**AIM OF THE EXERCISE**
Your output is the line containing "For the pointing benchmark, tag the climbing" plus all lines after it to the end of the records, reproduced exactly, with nothing else.

[Start of THE INPUT]

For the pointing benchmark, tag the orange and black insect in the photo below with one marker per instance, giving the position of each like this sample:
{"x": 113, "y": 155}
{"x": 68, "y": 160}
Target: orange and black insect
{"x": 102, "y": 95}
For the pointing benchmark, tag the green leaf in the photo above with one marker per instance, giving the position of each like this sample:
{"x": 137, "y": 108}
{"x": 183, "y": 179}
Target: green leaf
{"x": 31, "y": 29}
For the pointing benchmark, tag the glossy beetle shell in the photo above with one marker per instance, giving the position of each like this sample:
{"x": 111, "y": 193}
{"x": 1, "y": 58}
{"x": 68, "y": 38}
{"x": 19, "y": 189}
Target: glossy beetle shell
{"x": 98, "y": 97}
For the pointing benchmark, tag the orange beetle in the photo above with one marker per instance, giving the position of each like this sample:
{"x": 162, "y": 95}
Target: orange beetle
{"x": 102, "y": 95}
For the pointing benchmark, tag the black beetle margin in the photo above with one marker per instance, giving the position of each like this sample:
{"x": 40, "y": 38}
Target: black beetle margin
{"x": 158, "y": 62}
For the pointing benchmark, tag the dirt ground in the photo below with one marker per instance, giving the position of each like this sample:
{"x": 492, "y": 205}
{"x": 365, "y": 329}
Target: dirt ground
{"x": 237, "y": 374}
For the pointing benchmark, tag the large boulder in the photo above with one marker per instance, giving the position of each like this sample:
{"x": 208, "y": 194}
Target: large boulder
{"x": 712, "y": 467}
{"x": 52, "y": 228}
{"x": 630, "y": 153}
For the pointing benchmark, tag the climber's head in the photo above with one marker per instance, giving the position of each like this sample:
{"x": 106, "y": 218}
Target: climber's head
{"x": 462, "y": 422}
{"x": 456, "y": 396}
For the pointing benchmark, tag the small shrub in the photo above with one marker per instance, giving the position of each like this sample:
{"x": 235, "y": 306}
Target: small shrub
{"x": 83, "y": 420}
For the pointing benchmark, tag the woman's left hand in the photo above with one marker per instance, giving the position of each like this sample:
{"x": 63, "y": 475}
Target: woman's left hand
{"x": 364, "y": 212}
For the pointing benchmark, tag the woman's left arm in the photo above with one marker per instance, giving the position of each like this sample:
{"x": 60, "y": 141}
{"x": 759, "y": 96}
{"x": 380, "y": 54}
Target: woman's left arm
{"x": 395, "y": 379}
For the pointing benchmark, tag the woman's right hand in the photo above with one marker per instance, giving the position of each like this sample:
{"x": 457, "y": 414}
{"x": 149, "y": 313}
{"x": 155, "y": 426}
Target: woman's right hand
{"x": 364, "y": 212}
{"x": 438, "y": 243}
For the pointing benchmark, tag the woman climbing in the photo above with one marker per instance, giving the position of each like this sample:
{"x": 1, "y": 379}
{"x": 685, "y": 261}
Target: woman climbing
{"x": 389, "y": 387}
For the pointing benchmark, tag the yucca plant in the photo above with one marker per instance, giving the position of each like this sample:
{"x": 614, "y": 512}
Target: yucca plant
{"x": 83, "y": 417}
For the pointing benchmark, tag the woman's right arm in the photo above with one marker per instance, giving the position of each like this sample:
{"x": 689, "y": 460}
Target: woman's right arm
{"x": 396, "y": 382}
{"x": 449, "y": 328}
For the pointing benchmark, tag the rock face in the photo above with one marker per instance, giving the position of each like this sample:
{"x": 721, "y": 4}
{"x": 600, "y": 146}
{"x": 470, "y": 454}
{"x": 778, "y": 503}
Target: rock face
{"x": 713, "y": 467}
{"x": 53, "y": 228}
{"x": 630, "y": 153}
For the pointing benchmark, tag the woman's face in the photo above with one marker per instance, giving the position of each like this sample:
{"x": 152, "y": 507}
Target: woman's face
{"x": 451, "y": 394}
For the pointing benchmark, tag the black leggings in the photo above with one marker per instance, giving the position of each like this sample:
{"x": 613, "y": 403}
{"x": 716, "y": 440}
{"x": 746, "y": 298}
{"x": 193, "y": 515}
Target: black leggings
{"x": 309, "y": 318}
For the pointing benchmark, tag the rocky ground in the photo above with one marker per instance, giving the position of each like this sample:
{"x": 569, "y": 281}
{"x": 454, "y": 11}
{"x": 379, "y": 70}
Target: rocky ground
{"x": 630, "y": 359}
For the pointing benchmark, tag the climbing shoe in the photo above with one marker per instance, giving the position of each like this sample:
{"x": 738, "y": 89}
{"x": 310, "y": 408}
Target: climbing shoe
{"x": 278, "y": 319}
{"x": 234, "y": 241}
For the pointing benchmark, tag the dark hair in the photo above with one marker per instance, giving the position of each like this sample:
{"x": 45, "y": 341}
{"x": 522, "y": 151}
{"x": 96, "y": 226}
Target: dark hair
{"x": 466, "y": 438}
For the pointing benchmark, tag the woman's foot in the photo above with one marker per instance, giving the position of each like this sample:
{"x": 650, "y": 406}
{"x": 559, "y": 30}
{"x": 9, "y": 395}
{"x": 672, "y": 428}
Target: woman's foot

[End of THE INPUT]

**WRITTEN RESPONSE**
For the pointing benchmark, tag the climbing shoe in the photo above with one marker per instance, giving the position of each like this sample:
{"x": 738, "y": 89}
{"x": 310, "y": 408}
Target: climbing shoe
{"x": 278, "y": 319}
{"x": 234, "y": 241}
For the pointing benchmark, tag the dark hair in the photo above with one marker per instance, giving the position of each like this sample:
{"x": 45, "y": 341}
{"x": 522, "y": 151}
{"x": 96, "y": 226}
Target: dark hair
{"x": 466, "y": 438}
For the pointing benchmark, tag the woman's foot in the photo above with one marker per instance, giving the position of each like this sample:
{"x": 650, "y": 406}
{"x": 559, "y": 30}
{"x": 9, "y": 395}
{"x": 672, "y": 428}
Target: woman's foot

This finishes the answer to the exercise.